» **Extract to read**:

----------------

I'd look at the Bogen 3057 head if you want 3-way movements. It is supposed to handle heavy cameras, but I haven't tried it.

The smaller Bogen 3-ways would not likely work for 8x10.

You could consider Ries, but they are expensive.

Majestic heads, of course, are fine with very heavy tripods, but might weigh as much as the camera.

I will warn you: 8x10 contact prints are addictive.

-- Charlie Strack (, October 20, 2000.

I just went through this same process when I acquired an 8x10 two weeks ago. I debated back and forth between the Bogen Heavy Duty head 3057 and the Bogen Super Pro Head 3039. The cost and specs of both are very similar. I solicited opinions in the large format news group and both heads received recommendations. I was tempted by Bogen's reference to the 3039 as the "top of the line" head but I ended up buying the 3057, mainly because it has a 4 inch square quick release plate, whereas the 3039 appears to use the smaller typical Bogen hexagonal plate. My camera is a Deardorff, it weighs 12 pounds, so the larger plate was very appealing. So far I've liked the head the two times I've used it but it is seriously heavy! I still have the Bogen 3021 tripod and Arca Swiss head that I got years ago when I did 35 mm work. I remember how heavy I used to think that combination was. Now it feels like a toothpick compared to the 3057 head (4 pounds) and the 3046 tripod (8 pounds). I don't do long hikes. If I did I think I'd try to find something a good bit lighter but this combination feels solid and I think it will be bearable for the relatively short walks I take. I've been thrilled with the contact prints so far and hopefully you will be also.

-- (, October 21, 2000.

Majestic heads aren't that heavy and, if you look hard, can be had used at very reasonable prices. I paid less than $30.00 for mine because the seller listed it in "hand tools" on Ebay.

If you get an older model, you may need to get an adapter/plug made by any competant machinist - mine was $45.00.

-- Sean yates (, October 21, 2000.

----------------

» **Entries shown**:
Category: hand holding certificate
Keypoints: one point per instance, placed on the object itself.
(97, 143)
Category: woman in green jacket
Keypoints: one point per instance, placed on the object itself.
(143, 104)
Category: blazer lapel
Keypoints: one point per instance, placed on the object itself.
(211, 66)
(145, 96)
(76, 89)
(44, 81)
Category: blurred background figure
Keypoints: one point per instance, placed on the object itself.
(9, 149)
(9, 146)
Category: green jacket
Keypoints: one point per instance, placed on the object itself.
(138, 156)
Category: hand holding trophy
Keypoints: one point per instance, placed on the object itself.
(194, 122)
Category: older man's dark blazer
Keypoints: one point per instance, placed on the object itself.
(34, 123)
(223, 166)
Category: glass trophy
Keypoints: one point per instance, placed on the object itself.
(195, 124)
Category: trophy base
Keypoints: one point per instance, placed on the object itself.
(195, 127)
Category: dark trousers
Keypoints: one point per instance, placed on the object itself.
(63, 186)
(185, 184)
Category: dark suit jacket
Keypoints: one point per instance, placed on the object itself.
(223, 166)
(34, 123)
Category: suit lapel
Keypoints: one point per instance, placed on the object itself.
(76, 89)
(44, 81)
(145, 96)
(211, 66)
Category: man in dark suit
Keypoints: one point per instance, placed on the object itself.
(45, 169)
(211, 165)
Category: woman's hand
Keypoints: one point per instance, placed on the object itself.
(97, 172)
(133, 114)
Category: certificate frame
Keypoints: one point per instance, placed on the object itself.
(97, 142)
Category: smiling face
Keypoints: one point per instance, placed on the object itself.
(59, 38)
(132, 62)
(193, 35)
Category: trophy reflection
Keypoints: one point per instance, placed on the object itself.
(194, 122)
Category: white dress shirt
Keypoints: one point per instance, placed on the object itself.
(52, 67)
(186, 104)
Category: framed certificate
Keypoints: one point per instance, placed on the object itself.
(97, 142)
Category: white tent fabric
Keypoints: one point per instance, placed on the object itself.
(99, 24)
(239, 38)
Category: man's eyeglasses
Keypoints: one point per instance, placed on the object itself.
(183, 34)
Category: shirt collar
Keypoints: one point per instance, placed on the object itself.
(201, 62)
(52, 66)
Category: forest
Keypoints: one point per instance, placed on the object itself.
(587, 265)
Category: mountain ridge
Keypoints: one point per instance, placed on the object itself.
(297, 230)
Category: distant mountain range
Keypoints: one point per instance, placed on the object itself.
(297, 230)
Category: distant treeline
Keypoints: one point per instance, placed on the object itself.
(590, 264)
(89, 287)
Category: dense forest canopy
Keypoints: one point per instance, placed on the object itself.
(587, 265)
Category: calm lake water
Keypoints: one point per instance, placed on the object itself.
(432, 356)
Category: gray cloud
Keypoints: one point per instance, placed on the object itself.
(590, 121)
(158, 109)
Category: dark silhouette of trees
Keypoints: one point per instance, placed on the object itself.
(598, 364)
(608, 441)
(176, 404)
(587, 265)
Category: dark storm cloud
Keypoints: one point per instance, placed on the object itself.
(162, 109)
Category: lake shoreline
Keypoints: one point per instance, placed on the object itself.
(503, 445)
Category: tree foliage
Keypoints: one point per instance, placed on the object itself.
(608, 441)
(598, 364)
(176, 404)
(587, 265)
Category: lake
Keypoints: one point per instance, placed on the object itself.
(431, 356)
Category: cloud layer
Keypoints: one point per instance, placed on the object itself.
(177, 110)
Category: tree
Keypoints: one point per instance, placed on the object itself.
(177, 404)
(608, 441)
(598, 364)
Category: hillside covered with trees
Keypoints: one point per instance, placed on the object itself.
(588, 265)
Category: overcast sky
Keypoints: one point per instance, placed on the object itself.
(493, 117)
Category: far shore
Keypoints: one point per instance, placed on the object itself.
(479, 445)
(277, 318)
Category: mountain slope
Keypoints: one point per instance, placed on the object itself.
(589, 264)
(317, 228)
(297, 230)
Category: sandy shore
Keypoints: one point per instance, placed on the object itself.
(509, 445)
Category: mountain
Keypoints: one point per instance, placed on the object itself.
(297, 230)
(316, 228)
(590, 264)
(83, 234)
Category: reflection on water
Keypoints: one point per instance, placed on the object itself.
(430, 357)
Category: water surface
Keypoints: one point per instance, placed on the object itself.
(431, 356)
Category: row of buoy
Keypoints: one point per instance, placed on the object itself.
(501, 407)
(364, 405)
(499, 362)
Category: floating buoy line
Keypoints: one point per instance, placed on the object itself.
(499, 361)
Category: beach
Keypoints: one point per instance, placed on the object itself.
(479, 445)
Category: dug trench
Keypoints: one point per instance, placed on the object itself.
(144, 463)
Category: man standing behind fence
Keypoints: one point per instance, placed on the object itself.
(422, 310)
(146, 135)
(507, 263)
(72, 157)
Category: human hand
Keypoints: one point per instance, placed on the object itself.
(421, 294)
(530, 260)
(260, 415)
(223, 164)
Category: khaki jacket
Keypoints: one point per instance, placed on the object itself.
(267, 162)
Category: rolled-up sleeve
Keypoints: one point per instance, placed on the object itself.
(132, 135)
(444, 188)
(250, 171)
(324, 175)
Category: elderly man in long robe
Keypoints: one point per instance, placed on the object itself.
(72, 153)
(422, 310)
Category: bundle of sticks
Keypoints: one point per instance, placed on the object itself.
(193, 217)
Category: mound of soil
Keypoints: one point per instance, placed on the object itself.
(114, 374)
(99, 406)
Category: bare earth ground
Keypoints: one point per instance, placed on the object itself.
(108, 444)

----------------

» **Required actions**:
A: Count the lines in the rows that contain the string "suit", and give only that number.
B: Extend the forum thread on tripod heads for 8x10 cameras, picking up right after its final post.
The forum thread and the rows have no connection to each other.

» **Outputs for the tasks**:
A: 3

B:
Another opinion on the 3057:

I've used the 3057 head on a standard Zone VI tripod legset with 8x10 for years. It is a seriously heavy and solid combination. If you intend to go very far on foot to make your image it's likely not the best combination.

On the plus side: it handles very heavy LF cameras with ease, the large mounting plate for the 3057 (which can also be used with other hexagonal head QR Bogen units) provides excellent support for heavy 8x10 and larger field type cameras with a large wood (or metal) beds, the quick release system makes mounting and dismounting large and heavy cameras very easy, its locking device is quite secure, and the adjustable two-way bubble levels make camera levelling simple if your camera does not have these devices attached.

On the negative side: the side-to-side movement locking mechanism is a large, metal wheel-type device that is not very deeply ribbed and requires a lot hand strength to tighten and loosen, the fore-and-aft tilt movement has a rather short rubber-coated locking handle that tightens and loosens much more easily, but neither of the two mechanisms afford much in the way of leverage to smoothly or accurately position the camera. And, of course, it's heavy as hell, though it looks like you could take a sledge hammer to it with no adverse effects.

Good luck, Sergio.

-- Sergio Ortega (, October 21, 2000.

I use the 3039 for 8x10 (a 15-pound Wisner) and it works fine. Some respondents were concerned by the small hexagonal quick release plate, but you can buy (for about $30) a four-inch plate that works with the hexagonal quick release system. I've done this and recommend it, the only drawback being that it is no longer a flush surface when you pack your camera, so for example you can't rest filmholders directly against the camera. That's a minor problem, and the tripod head is te

-- Stewart Ethier (, October 21, 2000.

I use a Gitzo 1570M head for 8x10 and am happy with it. This is the lightweight magnesium model. It is low profile and holds up to 26lbs.

-- William Marderness (, October 21, 2000.


I use the 3039 head on an old large Ries 'pod. I mount a Dorff 8X10 to it using the small hex plate. I am very satisfied with the performance. I live in Salt Lake City and have carried the tripod and camera nearly a mile from my truck in the Wasatch Mountains. A setup any heavier than what I now have would be too heavy.

Steve Barth

-- Steve Barth (, October 22, 2000.

if you end up with the toyo 810m look for a toyo pro pan head II and the anti twist plate. mac still has a few of these heads. i got one for my 810g and it's great - it will hold any camera, is lighter and more compact than the big manfrottos, and the anti twist plate makes the connection much more secure than any qr and almost as fast. it's a little pricey but worth it - if you look you might find one used for nearly the same as the 3057 new.

-- adam friedberg (, December 18, 2000.

I found myself in the same boat and deciding between the 3057 head and the 3038 super ball head. Both can support the 3297 large plate which I found was ideal for my Korona 8x10 camera. In the end I chose the 3038 ball head and 3297 large plate, holding the hex plate for my RZ67II. This head mated to the 3258 tripod is a winning combination for heavy loads such as a 8x10 camera.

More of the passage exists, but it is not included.